--- BEGIN ---

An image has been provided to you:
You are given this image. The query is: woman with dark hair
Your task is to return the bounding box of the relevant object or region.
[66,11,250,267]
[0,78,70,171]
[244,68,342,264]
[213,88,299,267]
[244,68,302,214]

--- END ---

Short task :: Can you give all of the material above as a numbered list, leaving out any blank lines?

Full output ::
1. An image has been provided to you:
2. You are given this image. The query is: woman with dark hair
3. Your task is to return the bounding box of the relevant object or region.
4. [66,11,250,267]
5. [0,78,70,171]
6. [244,68,342,264]
7. [213,88,299,267]
8. [244,68,302,214]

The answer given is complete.